:: Given passage ::
━━━━━━━━━━━━━━━━━━━━

Fluid-structure interaction refers to the analyses involving simultaneous fluid flow and solid deformation. Depending on the problem the interaction may be along a shared boundary or internal to the structure —as in the case of poroelasticity. In addition to the solid and fluid deformation, FSI requires handling a moving mesh.

Veryst Engineering has worked on a wide range of FSI problems of different complexities. FSI problems may involve sources of nonlinearity in the solid part (large deformations, contact or nonlinear materials), or the fluid part (turbulence, non-Newtonian fluid properties, or multiphase flow). There could also be additional complexity in solver selection since the ideal solvers for structural and fluid equations are different. The degree of coupling between the fluid and solid fields may be weak or strong, which also affects the solver selection. Finally, mesh movement may be a source of complexity for problems with contact or large deformations, such as shown in the figure below.

Extreme mesh distortion in FSI

 

FSI example showing fluid mesh severely deforming due to large solid deformations


FSI problems frequently involve coupling to other physics fields such as heat transfer or electromagnetics. The figure below shows an electrostatic-fluid-structure interaction analysis of a MEMS switch in an enclosed space, surrounded by air. The electrostatic force between beam and ground was calculated directly from the Maxwell stress tensor and accounts for fringe effects.

━━━━━━━━━━━━━━━━━━━━

:: Segmentation mask data ::
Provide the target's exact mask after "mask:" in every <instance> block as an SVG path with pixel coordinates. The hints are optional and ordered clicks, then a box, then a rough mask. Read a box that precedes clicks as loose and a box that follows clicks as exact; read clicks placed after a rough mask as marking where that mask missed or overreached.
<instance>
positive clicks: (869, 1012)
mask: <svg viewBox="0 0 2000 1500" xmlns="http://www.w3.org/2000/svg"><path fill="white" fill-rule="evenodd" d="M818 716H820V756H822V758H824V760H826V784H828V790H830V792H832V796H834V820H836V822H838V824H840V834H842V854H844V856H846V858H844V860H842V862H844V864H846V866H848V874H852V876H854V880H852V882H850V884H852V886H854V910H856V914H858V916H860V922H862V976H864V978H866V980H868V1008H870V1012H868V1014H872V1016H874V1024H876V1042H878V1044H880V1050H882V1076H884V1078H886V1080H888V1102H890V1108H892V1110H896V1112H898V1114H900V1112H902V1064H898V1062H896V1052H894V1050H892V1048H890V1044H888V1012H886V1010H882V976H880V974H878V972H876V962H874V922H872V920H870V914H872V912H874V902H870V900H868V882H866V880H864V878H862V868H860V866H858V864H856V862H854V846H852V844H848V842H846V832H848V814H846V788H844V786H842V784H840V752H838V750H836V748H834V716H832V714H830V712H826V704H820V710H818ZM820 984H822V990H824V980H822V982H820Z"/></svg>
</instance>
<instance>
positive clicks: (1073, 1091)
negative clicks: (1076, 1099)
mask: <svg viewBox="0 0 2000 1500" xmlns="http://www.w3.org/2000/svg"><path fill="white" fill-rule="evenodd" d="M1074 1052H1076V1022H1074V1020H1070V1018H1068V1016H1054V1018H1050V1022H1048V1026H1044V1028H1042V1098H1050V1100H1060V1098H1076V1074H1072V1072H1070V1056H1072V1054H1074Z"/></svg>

━━━━━━━━━━━━━━━━━━━━

:: Task list ::
**1.** Reproduce the fluid-structure interaction passage verbatim, starting at "Extreme mesh distortion" and ending at "for fringe effects.".
**2.** Extend the passage on fluid-structure interaction, picking up immediately after its final sentence.

:: Answers by item ::
**1.**
Extreme mesh distortion in FSI

 

FSI example showing fluid mesh severely deforming due to large solid deformations


FSI problems frequently involve coupling to other physics fields such as heat transfer or electromagnetics. The figure below shows an electrostatic-fluid-structure interaction analysis of a MEMS switch in an enclosed space, surrounded by air. The electrostatic force between beam and ground was calculated directly from the Maxwell stress tensor and accounts for fringe effects.

**2.**
Multiphysics analysis of MEMS switch

 

Coupled electrostatic-fluid-structure interaction analysis of MEMS switch


For some FSI problems we use our engineering judgement to create non-standard FSI models that reduce complexity and solution time. The example below involves the stretching of a fluid-filled tube. We completely removed the fluid part of the model and replaced it by a volumetric constraint when the fluid is a liquid, or a pressure-volume relationship when it is a gas. The reduced model was significantly faster than the full FSI model and the two models predicted very similar results for cases where inertia effects were negligible.

FSI Analysis of tube stretching

Stretching of fluid-filled tube

 

Peristaltic Pump Example

Peristaltic pumps move fluid by squeezing an elastomeric tube causing the fluid inside the tube to follow the motion of the roller. Veryst developed FSI models that capture the deformation of the tube, rollers and fluid, the fluid-structure interaction, and contact interaction between the rollers and the hose.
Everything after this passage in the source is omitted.